* **Obiettivo**
Per favore, riscrivi tutti i record qui sotto come tabella Markdown con le colonne Numero e Testo, tralasciando le righe vuote.

══════════════════════════════

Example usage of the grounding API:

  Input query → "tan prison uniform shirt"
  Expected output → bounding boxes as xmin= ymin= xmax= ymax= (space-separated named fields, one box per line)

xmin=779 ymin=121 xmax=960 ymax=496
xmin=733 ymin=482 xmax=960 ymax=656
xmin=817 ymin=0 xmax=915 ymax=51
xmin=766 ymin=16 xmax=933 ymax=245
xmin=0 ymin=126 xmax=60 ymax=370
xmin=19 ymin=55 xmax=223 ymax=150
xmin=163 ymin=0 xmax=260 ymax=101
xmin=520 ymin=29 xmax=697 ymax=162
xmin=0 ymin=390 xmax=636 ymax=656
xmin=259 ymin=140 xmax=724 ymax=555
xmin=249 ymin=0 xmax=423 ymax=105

══════════════════════════════

* **Risposta finale**
| Numero | Testo |
|---|---|
| 1 | Example usage of the grounding API: |
| 2 |   Input query → "tan prison uniform shirt" |
| 3 |   Expected output → bounding boxes as xmin= ymin= xmax= ymax= (space-separated named fields, one box per line) |
| 4 | xmin=779 ymin=121 xmax=960 ymax=496 |
| 5 | xmin=733 ymin=482 xmax=960 ymax=656 |
| 6 | xmin=817 ymin=0 xmax=915 ymax=51 |
| 7 | xmin=766 ymin=16 xmax=933 ymax=245 |
| 8 | xmin=0 ymin=126 xmax=60 ymax=370 |
| 9 | xmin=19 ymin=55 xmax=223 ymax=150 |
| 10 | xmin=163 ymin=0 xmax=260 ymax=101 |
| 11 | xmin=520 ymin=29 xmax=697 ymax=162 |
| 12 | xmin=0 ymin=390 xmax=636 ymax=656 |
| 13 | xmin=259 ymin=140 xmax=724 ymax=555 |
| 14 | xmin=249 ymin=0 xmax=423 ymax=105 |